### ASSIGNMENT
Repeat the records word for word, excluding any picture.

### AVAILABLE RECORDS
--- START ---
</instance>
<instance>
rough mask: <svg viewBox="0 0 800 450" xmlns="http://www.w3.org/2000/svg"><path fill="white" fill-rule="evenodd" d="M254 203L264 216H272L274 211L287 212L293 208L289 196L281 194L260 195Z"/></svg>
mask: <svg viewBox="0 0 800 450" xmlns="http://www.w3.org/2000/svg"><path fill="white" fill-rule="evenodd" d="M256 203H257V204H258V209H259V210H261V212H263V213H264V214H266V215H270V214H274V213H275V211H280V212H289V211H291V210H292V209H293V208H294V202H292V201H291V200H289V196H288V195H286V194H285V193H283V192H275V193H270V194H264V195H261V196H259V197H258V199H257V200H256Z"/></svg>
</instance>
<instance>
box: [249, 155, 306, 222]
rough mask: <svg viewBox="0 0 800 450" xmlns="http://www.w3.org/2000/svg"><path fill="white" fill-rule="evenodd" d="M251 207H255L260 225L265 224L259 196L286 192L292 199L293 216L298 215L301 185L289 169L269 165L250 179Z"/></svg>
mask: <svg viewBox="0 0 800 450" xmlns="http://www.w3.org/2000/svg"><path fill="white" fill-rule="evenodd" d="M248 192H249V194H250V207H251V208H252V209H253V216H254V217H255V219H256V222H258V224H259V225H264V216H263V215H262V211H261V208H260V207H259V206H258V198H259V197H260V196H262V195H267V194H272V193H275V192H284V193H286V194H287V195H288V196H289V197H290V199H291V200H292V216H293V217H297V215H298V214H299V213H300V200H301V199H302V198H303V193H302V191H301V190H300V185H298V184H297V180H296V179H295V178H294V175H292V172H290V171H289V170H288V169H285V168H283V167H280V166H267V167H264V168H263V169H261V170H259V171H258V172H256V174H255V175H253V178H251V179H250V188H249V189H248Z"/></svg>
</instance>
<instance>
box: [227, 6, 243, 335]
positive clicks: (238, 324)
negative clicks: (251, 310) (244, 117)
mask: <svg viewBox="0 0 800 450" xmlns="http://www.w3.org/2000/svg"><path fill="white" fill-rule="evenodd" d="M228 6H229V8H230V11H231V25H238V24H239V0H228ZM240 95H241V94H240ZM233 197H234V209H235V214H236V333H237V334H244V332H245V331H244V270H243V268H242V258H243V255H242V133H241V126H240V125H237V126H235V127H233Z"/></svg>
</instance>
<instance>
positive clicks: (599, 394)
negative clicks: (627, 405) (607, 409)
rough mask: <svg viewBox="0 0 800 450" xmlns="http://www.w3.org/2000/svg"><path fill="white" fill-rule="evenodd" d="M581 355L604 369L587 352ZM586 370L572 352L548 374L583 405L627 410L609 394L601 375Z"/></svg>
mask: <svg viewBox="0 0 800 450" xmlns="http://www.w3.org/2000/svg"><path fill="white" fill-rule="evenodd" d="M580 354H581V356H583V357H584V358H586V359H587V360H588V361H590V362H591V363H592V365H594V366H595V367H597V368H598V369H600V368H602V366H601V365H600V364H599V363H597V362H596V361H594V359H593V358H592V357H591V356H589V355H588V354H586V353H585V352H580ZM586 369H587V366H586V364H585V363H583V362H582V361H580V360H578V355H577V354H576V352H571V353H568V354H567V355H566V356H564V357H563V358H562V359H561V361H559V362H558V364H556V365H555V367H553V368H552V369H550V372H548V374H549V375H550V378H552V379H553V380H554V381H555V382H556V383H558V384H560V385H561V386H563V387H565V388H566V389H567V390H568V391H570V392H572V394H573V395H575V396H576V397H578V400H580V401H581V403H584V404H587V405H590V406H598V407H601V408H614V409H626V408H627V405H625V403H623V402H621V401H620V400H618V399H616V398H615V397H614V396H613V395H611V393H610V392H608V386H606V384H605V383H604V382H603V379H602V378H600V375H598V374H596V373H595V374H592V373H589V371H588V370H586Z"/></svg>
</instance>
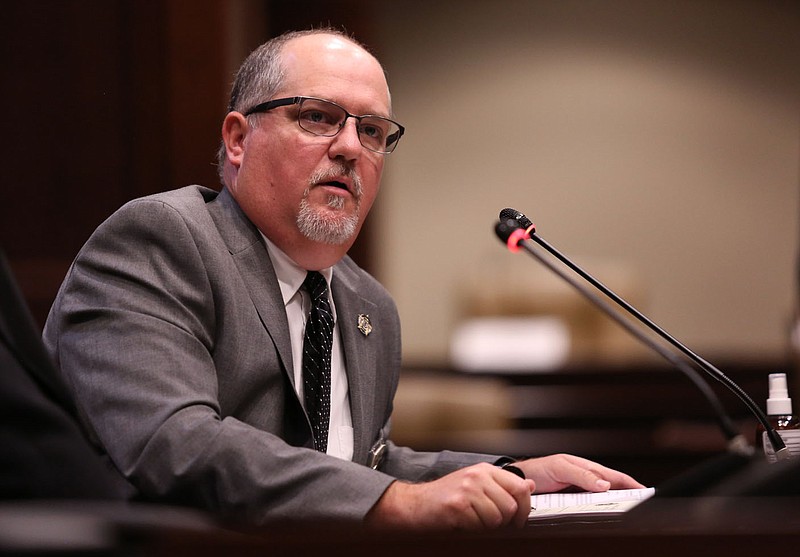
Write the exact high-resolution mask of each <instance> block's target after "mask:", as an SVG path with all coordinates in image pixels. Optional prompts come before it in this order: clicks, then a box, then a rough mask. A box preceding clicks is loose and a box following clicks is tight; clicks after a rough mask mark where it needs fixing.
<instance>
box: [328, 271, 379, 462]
--- END ---
### RESULT OF THIS TASK
</instance>
<instance>
rough mask: <svg viewBox="0 0 800 450" xmlns="http://www.w3.org/2000/svg"><path fill="white" fill-rule="evenodd" d="M254 203L264 216H272L274 211L287 212L293 208L289 196L281 194L260 195Z"/></svg>
mask: <svg viewBox="0 0 800 450" xmlns="http://www.w3.org/2000/svg"><path fill="white" fill-rule="evenodd" d="M256 203H257V204H258V209H259V210H261V212H263V213H264V214H266V215H270V214H274V213H275V211H280V212H289V211H291V210H292V209H293V208H294V202H292V201H291V200H289V196H288V195H286V194H285V193H283V192H275V193H270V194H264V195H261V196H259V197H258V199H257V200H256Z"/></svg>
</instance>
<instance>
box: [249, 155, 306, 222]
rough mask: <svg viewBox="0 0 800 450" xmlns="http://www.w3.org/2000/svg"><path fill="white" fill-rule="evenodd" d="M251 207H255L260 225L265 224L259 196L286 192L292 199L293 216L298 215L301 185L289 169L269 165L250 179Z"/></svg>
mask: <svg viewBox="0 0 800 450" xmlns="http://www.w3.org/2000/svg"><path fill="white" fill-rule="evenodd" d="M248 192H249V194H250V207H251V208H252V209H253V216H254V217H255V219H256V222H258V224H259V225H264V216H263V215H262V211H261V208H260V207H259V206H258V198H259V197H260V196H262V195H267V194H272V193H275V192H284V193H286V194H287V195H288V196H289V197H290V199H291V200H292V216H293V217H297V215H298V214H299V213H300V200H301V199H302V198H303V193H302V191H301V190H300V185H298V184H297V180H296V179H295V178H294V175H292V172H290V171H289V170H288V169H285V168H283V167H280V166H267V167H264V168H263V169H261V170H259V171H258V172H256V174H255V175H253V178H251V179H250V188H249V189H248Z"/></svg>
</instance>
<instance>
box: [227, 6, 243, 335]
positive clicks: (238, 324)
negative clicks: (251, 310) (244, 117)
mask: <svg viewBox="0 0 800 450" xmlns="http://www.w3.org/2000/svg"><path fill="white" fill-rule="evenodd" d="M228 6H229V8H230V11H231V25H238V24H239V0H228ZM240 95H241V94H240ZM233 197H234V209H235V214H236V333H237V334H244V332H245V331H244V270H243V268H242V258H243V255H242V133H241V126H240V125H237V126H235V127H233Z"/></svg>
</instance>
<instance>
positive clicks: (599, 394)
negative clicks: (627, 405) (607, 409)
rough mask: <svg viewBox="0 0 800 450" xmlns="http://www.w3.org/2000/svg"><path fill="white" fill-rule="evenodd" d="M581 355L604 369L587 352ZM586 370L572 352L548 374L583 405L627 410L609 394L601 375Z"/></svg>
mask: <svg viewBox="0 0 800 450" xmlns="http://www.w3.org/2000/svg"><path fill="white" fill-rule="evenodd" d="M580 354H581V356H583V357H584V358H586V359H587V360H588V361H590V362H591V363H592V365H594V366H595V367H597V368H598V369H600V368H602V366H601V365H600V364H599V363H597V362H596V361H594V359H593V358H592V357H591V356H589V355H588V354H586V353H585V352H580ZM586 369H587V366H586V364H585V363H583V362H582V361H580V360H578V355H577V354H576V352H571V353H568V354H567V355H566V356H564V357H563V358H562V359H561V361H559V362H558V364H556V365H555V367H553V368H552V369H550V372H548V374H549V375H550V378H552V379H553V380H554V381H555V382H556V383H558V384H560V385H561V386H563V387H565V388H566V389H567V390H568V391H570V392H572V394H573V395H575V396H576V397H578V400H580V401H581V403H584V404H587V405H590V406H598V407H601V408H614V409H626V408H627V405H625V403H623V402H621V401H620V400H618V399H616V398H615V397H614V396H613V395H611V393H610V392H608V386H606V384H605V383H604V382H603V379H602V378H600V375H598V374H596V373H595V374H592V373H589V371H588V370H586Z"/></svg>
</instance>
Write the exact high-resolution mask of each <instance> block's target after "mask:", as an SVG path with all coordinates in image pixels. Optional prompts come before it in this order: clicks, then a box, then a rough mask. A box preceding clicks is loose and a box following clicks is tight; clicks after a rough mask mark where it needs fixing.
<instance>
box: [328, 271, 379, 462]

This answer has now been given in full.